PROBLEM: Please copy all of the data below line for line, changing nothing.

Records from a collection

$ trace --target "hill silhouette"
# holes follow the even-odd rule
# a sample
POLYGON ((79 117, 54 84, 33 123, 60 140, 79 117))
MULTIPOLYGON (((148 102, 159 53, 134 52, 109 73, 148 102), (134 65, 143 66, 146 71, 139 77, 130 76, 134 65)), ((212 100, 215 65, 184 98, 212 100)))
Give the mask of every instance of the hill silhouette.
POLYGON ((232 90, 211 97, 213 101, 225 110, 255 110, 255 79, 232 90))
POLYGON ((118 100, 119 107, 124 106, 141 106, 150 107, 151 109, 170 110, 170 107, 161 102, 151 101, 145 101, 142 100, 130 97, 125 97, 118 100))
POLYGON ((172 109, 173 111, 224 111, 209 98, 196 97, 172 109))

ANSWER FOR THE TASK:
$ trace --target "hill silhouette"
# holes follow the even-odd rule
# a sample
POLYGON ((79 117, 54 84, 33 123, 60 140, 79 117))
MULTIPOLYGON (((148 102, 159 53, 134 52, 109 73, 148 102), (134 65, 143 66, 146 71, 139 77, 130 76, 134 65)), ((212 100, 215 65, 184 98, 212 100)))
Give the mask of every instance of the hill silhouette.
POLYGON ((232 90, 211 97, 213 101, 225 110, 255 110, 255 79, 232 90))
POLYGON ((118 100, 119 107, 124 106, 141 106, 150 107, 151 109, 170 110, 170 107, 161 102, 151 101, 145 101, 142 100, 130 97, 125 97, 118 100))
POLYGON ((172 109, 173 111, 224 111, 209 98, 196 97, 172 109))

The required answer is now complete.